**PASSAGE**.
start
Suppose we are given n distinct positive real numbers a_1 > a_2 > \cdots > a_n > 0. The question we are going to consider in this post is as follows:

Question. How many different possible orderings are there of the n(n+1)/2 numbers \{a_ia_j\}_{1\leq i\leq j\leq n}?

To help illustrate what we mean by this question, consider the n = 2 case, where a_1 > a_2 > 0. Then the 3 possible products of a_1 and a_2 are a_1^2, a_2^2, a_1a_2, and it is straightforward to see that we must have a_1^2 > a_1a_2> a_2^2, so there is only one possible ordering in the n = 2 case.

In the n = 3 case, we have a_1 > a_2 > a_3 > 0 and 6 possible products: a_1^2, a_2^2, a_3^2, a_1a_2, a_1a_3, a_2a_3. Some relationships between these 6 numbers are immediate, such as a_1^2 > a_1a_2 > a_1a_3 > a_2a_3 > a_3^2. However, it could be the case that either a_2^2 > a_1a_3 or a_1a_3 > a_2^2 (we ignore the degenerate cases where two products are equal to each other), so there are two different possible orderings in this case:

a_1^2 > a_1a_2 > a_2^2 > a_1a_3 > a_2a_3 > a_3^2\quad\text{ or }\\ a_1^2 > a_1a_2 > a_1a_3 > a_2^2 > a_2a_3 > a_3^2.

In this post, we will consider the problem of how many such orderings exist for larger values of n. This problem arises naturally from a problem in quantum entanglement: the number of such orderings is exactly the minimum number of linear matrix inequalities needed to characterize the eigenvalues of quantum states that are “PPT from spectrum” [1].

A Rough Upper Bound

We now begin constructing upper bounds on the number of possible orderings of \{a_ia_j\}_{1\leq i\leq j\leq n}. Since we are counting orderings between n(n+1)/2 numbers, a trivial upper bound is given by (n(n+1)/2)!, since that is the number of possible orderings of n(n+1)/2 arbitrary numbers. However, this quantity is a gross overestimate.
end
**TASKS AND EXERCISES**.
1. In the passage on orderings of the products a_ia_j, how many possible orderings are there when n = 3?
2. Carry on the post about orderings of the products a_ia_j, picking up right after its last sentence.

**RAW RECORDS**.
start
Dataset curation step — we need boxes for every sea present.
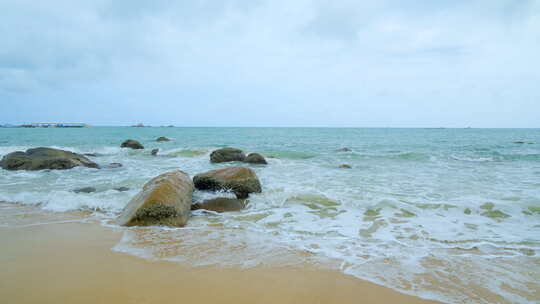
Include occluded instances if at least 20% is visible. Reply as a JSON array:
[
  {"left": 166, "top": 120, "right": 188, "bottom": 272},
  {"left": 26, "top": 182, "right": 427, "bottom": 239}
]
[{"left": 0, "top": 127, "right": 540, "bottom": 303}]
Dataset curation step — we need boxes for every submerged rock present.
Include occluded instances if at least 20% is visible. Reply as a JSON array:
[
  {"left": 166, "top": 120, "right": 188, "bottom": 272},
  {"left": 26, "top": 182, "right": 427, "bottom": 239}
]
[
  {"left": 73, "top": 187, "right": 97, "bottom": 193},
  {"left": 117, "top": 170, "right": 193, "bottom": 227},
  {"left": 191, "top": 197, "right": 246, "bottom": 213},
  {"left": 120, "top": 139, "right": 144, "bottom": 149},
  {"left": 244, "top": 153, "right": 267, "bottom": 165},
  {"left": 0, "top": 147, "right": 99, "bottom": 170},
  {"left": 193, "top": 167, "right": 262, "bottom": 198},
  {"left": 105, "top": 163, "right": 123, "bottom": 169},
  {"left": 83, "top": 153, "right": 102, "bottom": 157},
  {"left": 210, "top": 148, "right": 246, "bottom": 163}
]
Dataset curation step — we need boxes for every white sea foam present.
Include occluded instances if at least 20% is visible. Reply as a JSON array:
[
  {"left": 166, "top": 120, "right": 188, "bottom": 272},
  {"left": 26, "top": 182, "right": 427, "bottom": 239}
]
[{"left": 0, "top": 127, "right": 540, "bottom": 303}]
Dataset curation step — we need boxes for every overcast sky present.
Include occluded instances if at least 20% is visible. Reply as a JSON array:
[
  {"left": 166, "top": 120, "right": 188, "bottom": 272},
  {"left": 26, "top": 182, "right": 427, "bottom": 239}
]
[{"left": 0, "top": 0, "right": 540, "bottom": 127}]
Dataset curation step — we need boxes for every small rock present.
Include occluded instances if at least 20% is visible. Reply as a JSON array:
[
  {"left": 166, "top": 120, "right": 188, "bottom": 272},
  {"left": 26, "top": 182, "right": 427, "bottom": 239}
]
[
  {"left": 73, "top": 187, "right": 97, "bottom": 193},
  {"left": 193, "top": 167, "right": 262, "bottom": 198},
  {"left": 210, "top": 148, "right": 246, "bottom": 163},
  {"left": 120, "top": 139, "right": 144, "bottom": 149},
  {"left": 244, "top": 153, "right": 267, "bottom": 165},
  {"left": 191, "top": 197, "right": 246, "bottom": 213},
  {"left": 106, "top": 163, "right": 123, "bottom": 169},
  {"left": 83, "top": 153, "right": 101, "bottom": 157}
]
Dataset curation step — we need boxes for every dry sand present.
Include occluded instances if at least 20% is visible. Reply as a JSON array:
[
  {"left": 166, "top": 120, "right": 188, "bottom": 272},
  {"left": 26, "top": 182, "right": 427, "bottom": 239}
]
[{"left": 0, "top": 223, "right": 434, "bottom": 304}]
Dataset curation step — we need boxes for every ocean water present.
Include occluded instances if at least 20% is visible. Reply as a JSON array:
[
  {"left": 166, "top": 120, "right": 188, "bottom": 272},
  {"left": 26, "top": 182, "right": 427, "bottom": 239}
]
[{"left": 0, "top": 127, "right": 540, "bottom": 303}]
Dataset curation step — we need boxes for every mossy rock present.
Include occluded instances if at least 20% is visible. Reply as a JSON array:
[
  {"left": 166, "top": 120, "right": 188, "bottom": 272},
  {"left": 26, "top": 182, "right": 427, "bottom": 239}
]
[
  {"left": 210, "top": 148, "right": 246, "bottom": 163},
  {"left": 193, "top": 167, "right": 262, "bottom": 198},
  {"left": 117, "top": 170, "right": 194, "bottom": 227}
]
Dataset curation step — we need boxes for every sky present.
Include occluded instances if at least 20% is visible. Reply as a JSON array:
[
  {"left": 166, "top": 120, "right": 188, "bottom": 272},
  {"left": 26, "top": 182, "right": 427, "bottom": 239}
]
[{"left": 0, "top": 0, "right": 540, "bottom": 128}]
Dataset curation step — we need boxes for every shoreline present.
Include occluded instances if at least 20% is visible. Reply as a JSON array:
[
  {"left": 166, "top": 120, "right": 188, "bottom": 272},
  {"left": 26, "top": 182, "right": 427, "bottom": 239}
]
[{"left": 0, "top": 211, "right": 437, "bottom": 304}]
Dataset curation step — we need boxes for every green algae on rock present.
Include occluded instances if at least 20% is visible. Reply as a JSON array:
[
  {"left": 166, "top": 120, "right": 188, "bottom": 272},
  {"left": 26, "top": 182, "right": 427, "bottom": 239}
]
[{"left": 117, "top": 170, "right": 194, "bottom": 227}]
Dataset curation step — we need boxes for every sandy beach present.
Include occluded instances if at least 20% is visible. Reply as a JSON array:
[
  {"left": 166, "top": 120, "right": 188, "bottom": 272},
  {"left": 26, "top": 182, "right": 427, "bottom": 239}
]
[{"left": 0, "top": 209, "right": 434, "bottom": 304}]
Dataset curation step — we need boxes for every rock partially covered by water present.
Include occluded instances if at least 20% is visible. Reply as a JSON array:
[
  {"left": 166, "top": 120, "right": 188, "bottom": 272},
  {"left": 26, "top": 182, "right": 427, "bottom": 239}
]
[
  {"left": 244, "top": 153, "right": 267, "bottom": 165},
  {"left": 120, "top": 139, "right": 144, "bottom": 149},
  {"left": 191, "top": 197, "right": 246, "bottom": 213},
  {"left": 117, "top": 170, "right": 193, "bottom": 227},
  {"left": 193, "top": 167, "right": 262, "bottom": 198},
  {"left": 0, "top": 148, "right": 99, "bottom": 170},
  {"left": 210, "top": 148, "right": 246, "bottom": 163},
  {"left": 106, "top": 163, "right": 123, "bottom": 169},
  {"left": 73, "top": 187, "right": 97, "bottom": 193}
]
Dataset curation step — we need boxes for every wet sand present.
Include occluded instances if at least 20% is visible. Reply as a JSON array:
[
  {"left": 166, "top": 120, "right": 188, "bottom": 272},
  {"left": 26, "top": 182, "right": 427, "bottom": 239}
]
[{"left": 0, "top": 218, "right": 435, "bottom": 304}]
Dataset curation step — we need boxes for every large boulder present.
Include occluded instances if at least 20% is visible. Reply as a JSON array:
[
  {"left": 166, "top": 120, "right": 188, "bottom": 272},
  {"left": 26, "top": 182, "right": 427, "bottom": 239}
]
[
  {"left": 193, "top": 167, "right": 262, "bottom": 198},
  {"left": 0, "top": 147, "right": 99, "bottom": 170},
  {"left": 244, "top": 153, "right": 267, "bottom": 165},
  {"left": 117, "top": 170, "right": 193, "bottom": 227},
  {"left": 191, "top": 197, "right": 246, "bottom": 213},
  {"left": 120, "top": 139, "right": 144, "bottom": 149},
  {"left": 210, "top": 148, "right": 246, "bottom": 163}
]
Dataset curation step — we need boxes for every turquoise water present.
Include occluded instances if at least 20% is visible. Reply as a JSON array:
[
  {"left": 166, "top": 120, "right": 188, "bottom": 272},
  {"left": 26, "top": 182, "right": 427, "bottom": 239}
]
[{"left": 0, "top": 127, "right": 540, "bottom": 303}]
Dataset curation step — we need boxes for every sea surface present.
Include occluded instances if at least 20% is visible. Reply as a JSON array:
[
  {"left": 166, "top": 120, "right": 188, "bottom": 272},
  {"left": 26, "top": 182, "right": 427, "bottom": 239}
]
[{"left": 0, "top": 127, "right": 540, "bottom": 303}]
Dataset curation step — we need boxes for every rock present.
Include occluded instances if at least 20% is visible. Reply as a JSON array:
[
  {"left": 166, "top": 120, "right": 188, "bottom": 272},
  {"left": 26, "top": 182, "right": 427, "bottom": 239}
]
[
  {"left": 83, "top": 153, "right": 101, "bottom": 157},
  {"left": 191, "top": 197, "right": 246, "bottom": 213},
  {"left": 193, "top": 167, "right": 262, "bottom": 198},
  {"left": 0, "top": 148, "right": 99, "bottom": 170},
  {"left": 210, "top": 148, "right": 246, "bottom": 163},
  {"left": 117, "top": 170, "right": 193, "bottom": 227},
  {"left": 244, "top": 153, "right": 267, "bottom": 165},
  {"left": 73, "top": 187, "right": 97, "bottom": 193},
  {"left": 105, "top": 163, "right": 123, "bottom": 169},
  {"left": 120, "top": 139, "right": 144, "bottom": 149}
]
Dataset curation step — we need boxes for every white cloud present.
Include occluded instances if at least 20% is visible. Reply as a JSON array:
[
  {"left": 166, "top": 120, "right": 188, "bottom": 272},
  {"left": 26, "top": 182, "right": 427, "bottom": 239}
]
[{"left": 0, "top": 0, "right": 540, "bottom": 125}]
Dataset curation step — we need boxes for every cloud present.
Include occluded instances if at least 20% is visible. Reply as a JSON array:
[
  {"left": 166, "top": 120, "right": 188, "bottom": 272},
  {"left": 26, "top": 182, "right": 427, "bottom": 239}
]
[{"left": 0, "top": 0, "right": 540, "bottom": 125}]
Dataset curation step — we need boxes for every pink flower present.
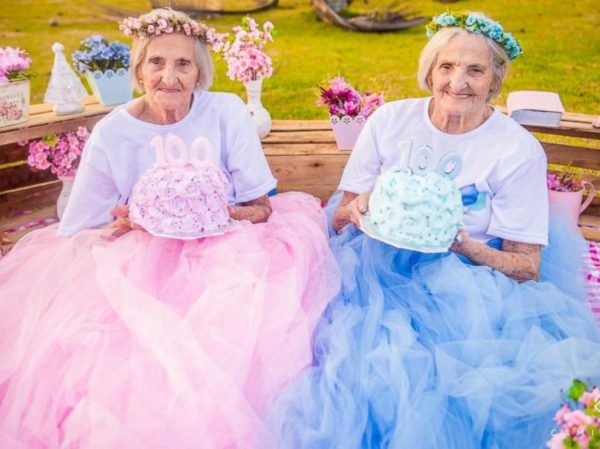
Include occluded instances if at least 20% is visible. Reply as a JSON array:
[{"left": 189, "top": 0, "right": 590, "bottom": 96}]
[
  {"left": 77, "top": 126, "right": 90, "bottom": 139},
  {"left": 554, "top": 404, "right": 571, "bottom": 424},
  {"left": 27, "top": 127, "right": 89, "bottom": 176}
]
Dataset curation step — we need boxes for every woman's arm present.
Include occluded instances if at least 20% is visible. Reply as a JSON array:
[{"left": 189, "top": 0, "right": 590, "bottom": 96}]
[
  {"left": 333, "top": 192, "right": 371, "bottom": 232},
  {"left": 229, "top": 195, "right": 272, "bottom": 223},
  {"left": 450, "top": 230, "right": 542, "bottom": 282}
]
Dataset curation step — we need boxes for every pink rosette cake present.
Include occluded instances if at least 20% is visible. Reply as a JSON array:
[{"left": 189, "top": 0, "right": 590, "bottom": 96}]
[{"left": 129, "top": 135, "right": 231, "bottom": 239}]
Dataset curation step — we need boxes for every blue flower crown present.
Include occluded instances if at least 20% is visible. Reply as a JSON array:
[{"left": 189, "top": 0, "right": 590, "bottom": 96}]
[{"left": 426, "top": 12, "right": 523, "bottom": 60}]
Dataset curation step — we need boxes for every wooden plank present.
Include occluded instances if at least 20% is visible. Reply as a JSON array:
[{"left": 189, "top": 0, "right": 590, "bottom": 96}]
[
  {"left": 262, "top": 130, "right": 335, "bottom": 144},
  {"left": 0, "top": 106, "right": 110, "bottom": 145},
  {"left": 0, "top": 180, "right": 62, "bottom": 222},
  {"left": 263, "top": 143, "right": 350, "bottom": 160},
  {"left": 29, "top": 95, "right": 100, "bottom": 116},
  {"left": 542, "top": 142, "right": 600, "bottom": 170},
  {"left": 267, "top": 155, "right": 346, "bottom": 188},
  {"left": 494, "top": 105, "right": 600, "bottom": 139},
  {"left": 271, "top": 120, "right": 331, "bottom": 132},
  {"left": 0, "top": 164, "right": 56, "bottom": 195},
  {"left": 523, "top": 122, "right": 600, "bottom": 139}
]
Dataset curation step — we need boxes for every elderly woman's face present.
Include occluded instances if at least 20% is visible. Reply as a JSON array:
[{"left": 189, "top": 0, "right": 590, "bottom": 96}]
[
  {"left": 430, "top": 33, "right": 494, "bottom": 117},
  {"left": 139, "top": 33, "right": 198, "bottom": 110}
]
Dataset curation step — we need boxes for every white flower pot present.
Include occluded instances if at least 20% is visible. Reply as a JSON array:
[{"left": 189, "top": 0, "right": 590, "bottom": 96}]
[
  {"left": 0, "top": 80, "right": 29, "bottom": 127},
  {"left": 329, "top": 115, "right": 367, "bottom": 150},
  {"left": 85, "top": 68, "right": 133, "bottom": 106},
  {"left": 244, "top": 80, "right": 272, "bottom": 139}
]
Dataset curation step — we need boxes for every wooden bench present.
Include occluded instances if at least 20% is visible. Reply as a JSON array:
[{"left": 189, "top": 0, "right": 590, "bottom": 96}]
[{"left": 0, "top": 97, "right": 600, "bottom": 253}]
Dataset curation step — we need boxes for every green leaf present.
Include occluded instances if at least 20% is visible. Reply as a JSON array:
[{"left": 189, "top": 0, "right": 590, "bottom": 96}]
[
  {"left": 563, "top": 437, "right": 581, "bottom": 449},
  {"left": 568, "top": 379, "right": 587, "bottom": 401}
]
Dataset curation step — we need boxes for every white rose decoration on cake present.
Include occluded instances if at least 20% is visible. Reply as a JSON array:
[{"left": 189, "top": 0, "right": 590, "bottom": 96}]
[{"left": 129, "top": 134, "right": 232, "bottom": 239}]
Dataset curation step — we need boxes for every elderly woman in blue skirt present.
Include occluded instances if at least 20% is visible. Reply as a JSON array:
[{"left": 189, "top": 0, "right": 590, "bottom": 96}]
[{"left": 271, "top": 13, "right": 600, "bottom": 449}]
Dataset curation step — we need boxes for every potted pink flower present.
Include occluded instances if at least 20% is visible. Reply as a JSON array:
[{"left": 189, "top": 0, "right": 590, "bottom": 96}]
[
  {"left": 546, "top": 173, "right": 596, "bottom": 228},
  {"left": 20, "top": 126, "right": 89, "bottom": 218},
  {"left": 208, "top": 16, "right": 275, "bottom": 138},
  {"left": 546, "top": 379, "right": 600, "bottom": 449},
  {"left": 317, "top": 76, "right": 384, "bottom": 150},
  {"left": 0, "top": 47, "right": 32, "bottom": 127}
]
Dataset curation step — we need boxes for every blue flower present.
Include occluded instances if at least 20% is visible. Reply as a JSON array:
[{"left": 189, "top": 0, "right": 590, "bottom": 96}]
[{"left": 72, "top": 34, "right": 129, "bottom": 73}]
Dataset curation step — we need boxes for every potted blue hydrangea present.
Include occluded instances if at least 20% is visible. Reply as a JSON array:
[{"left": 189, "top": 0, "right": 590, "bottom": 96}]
[{"left": 72, "top": 35, "right": 133, "bottom": 105}]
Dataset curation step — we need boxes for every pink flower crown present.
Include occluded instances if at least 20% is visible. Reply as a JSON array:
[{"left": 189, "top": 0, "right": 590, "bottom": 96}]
[{"left": 119, "top": 9, "right": 208, "bottom": 43}]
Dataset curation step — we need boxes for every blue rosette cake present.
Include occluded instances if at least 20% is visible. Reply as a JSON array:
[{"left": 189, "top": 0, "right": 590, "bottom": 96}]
[{"left": 361, "top": 167, "right": 463, "bottom": 253}]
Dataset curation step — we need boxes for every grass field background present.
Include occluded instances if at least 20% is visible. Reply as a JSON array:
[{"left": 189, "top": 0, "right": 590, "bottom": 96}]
[{"left": 0, "top": 0, "right": 600, "bottom": 119}]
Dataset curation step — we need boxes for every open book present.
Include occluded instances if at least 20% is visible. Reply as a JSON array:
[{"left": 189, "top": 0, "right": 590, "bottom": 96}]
[{"left": 506, "top": 90, "right": 565, "bottom": 126}]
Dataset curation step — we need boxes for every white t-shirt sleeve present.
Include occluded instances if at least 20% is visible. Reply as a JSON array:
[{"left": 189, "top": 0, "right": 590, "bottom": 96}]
[
  {"left": 225, "top": 107, "right": 277, "bottom": 203},
  {"left": 487, "top": 155, "right": 548, "bottom": 245},
  {"left": 338, "top": 108, "right": 383, "bottom": 194},
  {"left": 58, "top": 132, "right": 120, "bottom": 236}
]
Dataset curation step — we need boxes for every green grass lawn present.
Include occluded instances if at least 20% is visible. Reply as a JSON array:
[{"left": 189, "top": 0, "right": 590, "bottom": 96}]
[{"left": 0, "top": 0, "right": 600, "bottom": 119}]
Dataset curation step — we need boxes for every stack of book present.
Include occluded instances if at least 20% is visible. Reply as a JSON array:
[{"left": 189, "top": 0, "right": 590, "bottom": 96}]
[{"left": 506, "top": 90, "right": 565, "bottom": 126}]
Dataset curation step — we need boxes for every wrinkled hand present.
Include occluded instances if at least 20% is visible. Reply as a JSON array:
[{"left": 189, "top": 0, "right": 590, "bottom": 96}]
[
  {"left": 450, "top": 228, "right": 472, "bottom": 254},
  {"left": 107, "top": 206, "right": 145, "bottom": 239},
  {"left": 346, "top": 192, "right": 371, "bottom": 229}
]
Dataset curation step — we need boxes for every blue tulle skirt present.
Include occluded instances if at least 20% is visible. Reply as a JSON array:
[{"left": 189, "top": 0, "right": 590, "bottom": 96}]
[{"left": 269, "top": 192, "right": 600, "bottom": 449}]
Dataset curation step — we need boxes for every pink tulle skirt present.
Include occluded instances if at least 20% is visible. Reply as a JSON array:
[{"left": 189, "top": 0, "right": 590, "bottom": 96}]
[{"left": 0, "top": 193, "right": 339, "bottom": 449}]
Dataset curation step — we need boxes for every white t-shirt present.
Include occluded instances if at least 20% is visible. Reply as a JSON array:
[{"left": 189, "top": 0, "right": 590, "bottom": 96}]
[
  {"left": 339, "top": 98, "right": 548, "bottom": 245},
  {"left": 58, "top": 91, "right": 277, "bottom": 235}
]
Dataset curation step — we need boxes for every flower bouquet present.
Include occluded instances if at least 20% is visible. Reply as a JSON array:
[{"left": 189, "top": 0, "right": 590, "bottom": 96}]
[
  {"left": 317, "top": 76, "right": 384, "bottom": 150},
  {"left": 20, "top": 126, "right": 89, "bottom": 218},
  {"left": 0, "top": 47, "right": 32, "bottom": 127},
  {"left": 72, "top": 35, "right": 133, "bottom": 105},
  {"left": 207, "top": 16, "right": 275, "bottom": 138},
  {"left": 546, "top": 173, "right": 596, "bottom": 228},
  {"left": 546, "top": 379, "right": 600, "bottom": 449}
]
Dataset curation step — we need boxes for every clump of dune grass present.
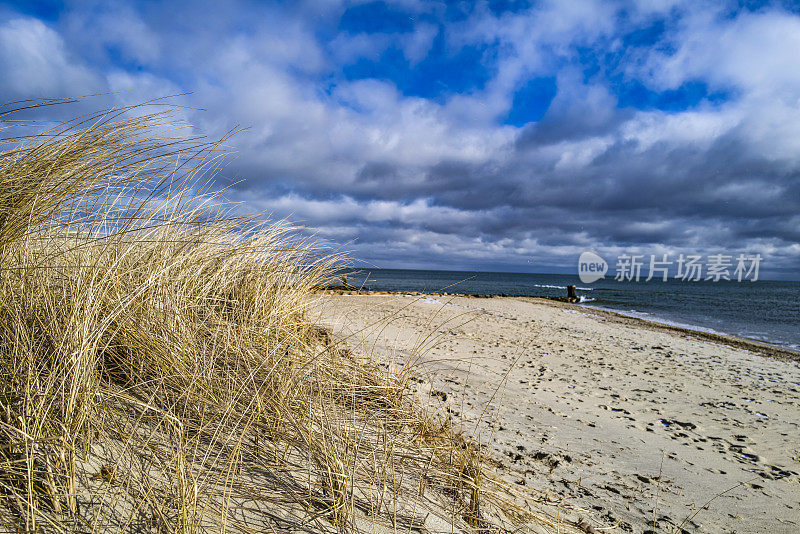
end
**RESULTS OF THE TASKS**.
1. There are two possible orderings.

2.
We can improve this upper bound by creating an n \times n matrix whose (i,j)-entry is a_ia_j (note that this matrix is symmetric, positive semidefinite, and has rank 1, which is roughly how the connection to quantum entanglement arises). For example, in the n = 4 case, this matrix is as follows:

\begin{bmatrix}a_1^2 & a_1a_2 & a_1a_3 & a_1a_4 \\ * & a_2^2 & a_2a_3 & a_2a_4 \\ * & * & a_3^2 & a_3a_4 \\ * & * & * & a_4^2\end{bmatrix},

where we have used asterisks (*) to indicate entries that are determined by symmetry. The fact that a_1 > a_2 > \cdots > a_n > 0 implies that the rows and columns of the upper-triangular part of this matrix are decreasing. Thus we can get an upper bound to the solution to our problem by counting the number of ways that we can place the numbers 1, 2, \ldots, n(n+1)/2 (exactly once each) in the upper-triangular part of a matrix in such a way that the rows and columns of that upper-triangular part are decreasing. For example, this can be done in 2 different ways in the n = 3 case:

\begin{bmatrix}6 & 5 & 4 \\ * & 3 & 2 \\ * & * & 1\end{bmatrix} \quad \text{and} \quad \begin{bmatrix}6 & 5 & 3\\ * & 4 & 2\\ * & * & 1\end{bmatrix}.

The matrix above on the left corresponds to the case a_1a_3 > a_2^2 discussed earlier, while the matrix above on the right corresponds to the case a_2^2 > a_1a_3.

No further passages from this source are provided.